● Given exercise
Can you rewrite every one of the records below with "a single line" changed to "one line" and everything else left as it is, omitting the pictures?

● Material provided
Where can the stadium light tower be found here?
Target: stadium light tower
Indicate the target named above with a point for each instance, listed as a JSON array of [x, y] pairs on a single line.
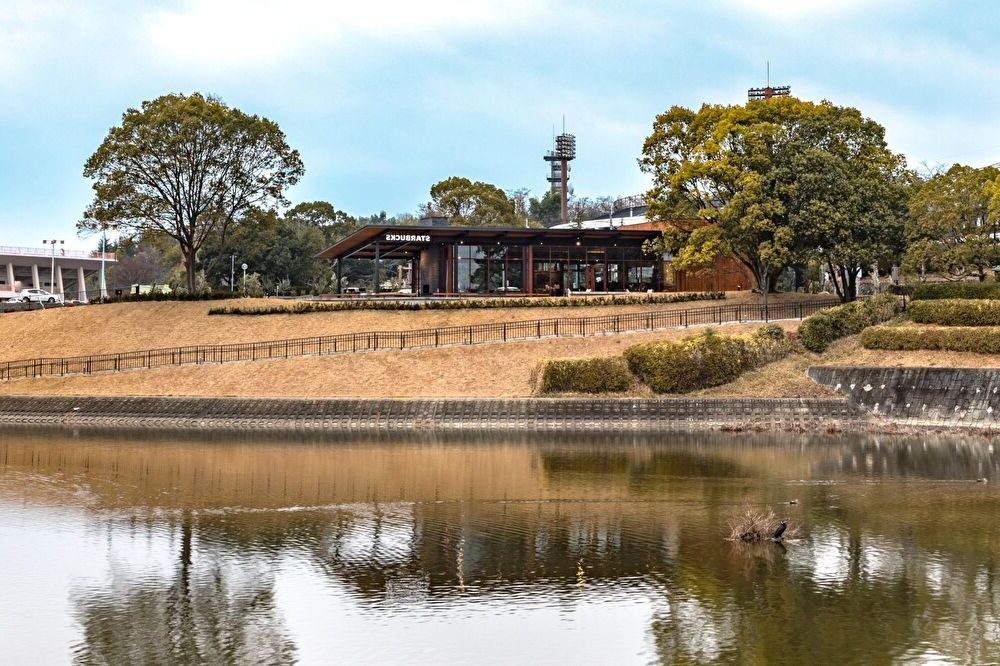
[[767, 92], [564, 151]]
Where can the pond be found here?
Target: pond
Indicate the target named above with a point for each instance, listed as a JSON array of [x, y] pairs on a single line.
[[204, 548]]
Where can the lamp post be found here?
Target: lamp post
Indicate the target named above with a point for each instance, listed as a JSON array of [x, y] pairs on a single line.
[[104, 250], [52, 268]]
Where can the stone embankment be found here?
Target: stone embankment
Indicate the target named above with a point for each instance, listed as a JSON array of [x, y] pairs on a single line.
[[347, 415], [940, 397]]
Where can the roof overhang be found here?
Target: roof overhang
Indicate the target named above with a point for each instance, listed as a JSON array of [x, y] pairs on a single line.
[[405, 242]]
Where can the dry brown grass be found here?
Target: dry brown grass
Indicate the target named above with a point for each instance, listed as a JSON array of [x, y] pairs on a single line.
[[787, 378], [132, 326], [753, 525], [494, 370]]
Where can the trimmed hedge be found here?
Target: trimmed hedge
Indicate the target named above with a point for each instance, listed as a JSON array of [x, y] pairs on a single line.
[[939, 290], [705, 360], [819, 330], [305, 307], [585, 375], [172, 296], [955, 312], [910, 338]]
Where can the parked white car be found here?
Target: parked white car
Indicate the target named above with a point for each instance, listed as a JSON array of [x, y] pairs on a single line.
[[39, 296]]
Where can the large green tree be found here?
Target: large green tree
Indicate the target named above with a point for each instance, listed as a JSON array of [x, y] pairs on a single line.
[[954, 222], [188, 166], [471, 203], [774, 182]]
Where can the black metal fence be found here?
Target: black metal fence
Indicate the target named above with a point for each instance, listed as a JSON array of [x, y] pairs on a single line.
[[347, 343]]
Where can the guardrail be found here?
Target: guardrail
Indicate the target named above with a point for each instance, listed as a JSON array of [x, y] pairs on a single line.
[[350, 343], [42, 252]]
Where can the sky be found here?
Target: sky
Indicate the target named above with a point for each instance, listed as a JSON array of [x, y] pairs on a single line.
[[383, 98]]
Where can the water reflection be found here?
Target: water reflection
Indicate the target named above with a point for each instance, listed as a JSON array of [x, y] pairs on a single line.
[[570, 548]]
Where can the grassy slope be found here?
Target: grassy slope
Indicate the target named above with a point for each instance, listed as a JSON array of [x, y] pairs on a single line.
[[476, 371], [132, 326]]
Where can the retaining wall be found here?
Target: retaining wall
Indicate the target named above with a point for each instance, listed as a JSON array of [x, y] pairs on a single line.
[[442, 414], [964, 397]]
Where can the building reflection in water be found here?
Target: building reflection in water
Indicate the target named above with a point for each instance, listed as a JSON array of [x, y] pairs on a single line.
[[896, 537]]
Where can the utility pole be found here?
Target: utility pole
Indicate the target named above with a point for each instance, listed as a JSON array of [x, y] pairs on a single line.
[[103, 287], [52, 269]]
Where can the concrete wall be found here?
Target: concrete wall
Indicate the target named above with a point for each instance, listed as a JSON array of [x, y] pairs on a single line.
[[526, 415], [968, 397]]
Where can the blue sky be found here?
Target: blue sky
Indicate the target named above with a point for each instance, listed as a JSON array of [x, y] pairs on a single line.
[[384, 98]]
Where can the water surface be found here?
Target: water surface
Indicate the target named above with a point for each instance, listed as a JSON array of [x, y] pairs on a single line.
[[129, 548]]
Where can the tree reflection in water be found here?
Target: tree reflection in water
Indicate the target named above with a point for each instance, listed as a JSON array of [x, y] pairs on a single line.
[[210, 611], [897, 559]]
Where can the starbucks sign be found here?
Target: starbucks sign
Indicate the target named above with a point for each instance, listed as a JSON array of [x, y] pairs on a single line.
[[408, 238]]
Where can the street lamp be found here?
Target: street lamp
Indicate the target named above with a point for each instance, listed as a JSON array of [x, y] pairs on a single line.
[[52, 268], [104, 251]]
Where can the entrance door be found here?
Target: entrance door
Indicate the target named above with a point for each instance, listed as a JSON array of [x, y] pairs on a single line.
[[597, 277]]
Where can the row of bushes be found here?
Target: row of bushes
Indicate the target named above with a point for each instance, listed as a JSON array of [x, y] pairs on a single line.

● Correct response
Where can the stadium light tower be found here?
Target: stadium light tower
Indicate the target named above with a point for each instance, listed as a JSON array of [x, y] pairs on one line.
[[767, 92], [564, 151]]
Where can the pond be found here?
Target: pond
Indicate the target named above with a point for each instance, listed as a JSON array of [x, y] pairs on one line.
[[204, 548]]
Where can the lamp post be found here?
Target: lamp post
Indicate the target named above with a point for each instance, listed as a JSON array of [x, y] pairs on one line.
[[104, 250], [52, 268]]
Where can the stone embankment be found here?
Target: stone embankment
Indicate the target named above with a point for each instance, listed as a JSON array of [x, y] pairs on one line.
[[347, 415], [940, 397]]
Where can the roof overhang be found here?
Target: roof overhang
Indicate the target named above with a point for each instance, listed as a JSON array of [x, y] pairs on one line.
[[405, 242]]
Where can the dry brown grass be found here?
Target: dry brown grass
Indicate the target named above with a point for each instance, listed as a JSON array of [x, y] pairs on one line.
[[787, 378], [132, 326], [753, 525], [494, 370]]
Where can the trimmed hedge be found here?
Target: trimmed hedge
Indicate the target named above with a point for each instance, listed as a JSON array of [x, y] pairs on one line.
[[939, 290], [705, 360], [819, 330], [305, 307], [585, 375], [172, 296], [955, 312], [910, 338]]
Where can the parked white car be found here?
Target: parked white car
Indicate the target named above with a point for each instance, listed as a JSON array of [x, y] pairs on one line.
[[39, 296]]
Where can the large green tree be found here?
Target: large green tree
Indicate the target named above with a point for each instance, listed as a JSON array of [x, y] pairs on one line.
[[954, 222], [188, 166], [471, 203], [774, 182]]
Where can the black metal fence be found here?
Target: black metal fence
Indicate the target named above with a point for each instance, listed as a JSON array of [x, y] pairs on one line.
[[347, 343]]
Where can the guardrail be found here?
Target: guardrail
Indicate the target named above with a point for each instance, listed as a JSON array of [x, y] pairs on one line.
[[350, 343], [42, 252]]
Where can the sky be found here?
Target: sky
Indicate the target named above with a point for each instance, listed as a JSON array of [x, y] pairs on one line.
[[383, 98]]
Where can the water reflection be found here?
Target: water reflection
Indicate the target named above with a point for each instance, listed as a JSON array of [x, y] pairs on one line.
[[570, 548]]
Where can the grassy slope be found here?
Target: grassy slope
Indicate the target named above with a point for each instance, listed as a JSON array of [x, y] pairs on one line.
[[476, 371], [132, 326]]
Where can the retaining wall be found here?
Target: retaining wall
Indicate the target named above with a point for each instance, listed as a JSON array of [x, y] pairs on one line.
[[442, 414], [964, 397]]
Where can the building reflection in water be found here?
Target: building reflection in water
Indicate the target named above with a point for each instance, listed as a JSON array of [x, y] pairs on one line.
[[896, 537]]
Where can the utility pole be found here?
Target: utility pole
Indicate the target named above with a point for each instance, listed as a JSON array of [x, y] pairs on one line.
[[103, 287], [52, 269]]
Where can the concrete wall be found here?
Target: concrete wall
Indicate the target named above with a point for each instance, listed as a JSON array of [x, y] pairs on one line.
[[526, 415], [968, 397]]
Where can the blue sky be found here?
Target: blue sky
Indicate the target named above with a point for each instance, listed as a JSON array of [x, y] pairs on one line.
[[384, 98]]
Where can the water surface be found here?
Target: water surface
Indicate the target named above with a point for each instance, listed as a JSON array of [x, y] pairs on one line.
[[129, 548]]
Where can the tree reflection in water be found here?
Target: tree reflection in water
Indicate the target named above with a point for each instance, listed as a JSON array of [x, y] pairs on one line.
[[210, 611], [897, 559]]
Where can the starbucks sign be found here?
Target: starbucks sign
Indicate the target named above with a point for each instance, listed as a JSON array of [x, y] pairs on one line.
[[408, 238]]
Where can the street lamp be found here?
Target: street lamp
Indicate the target named above with a point for each instance, listed as a JSON array of [x, y] pairs on one line.
[[52, 268], [104, 251]]
Where can the entrance door be found here?
Target: entrance door
Indicate the target named above with a point for each instance, listed as a JSON array of [x, y] pairs on one line.
[[597, 277]]
Where can the row of bushes be found here?
Target: row of bushes
Indicate the target named above with a point for each instance, listed as a JSON array of [x, y] pairs on one line.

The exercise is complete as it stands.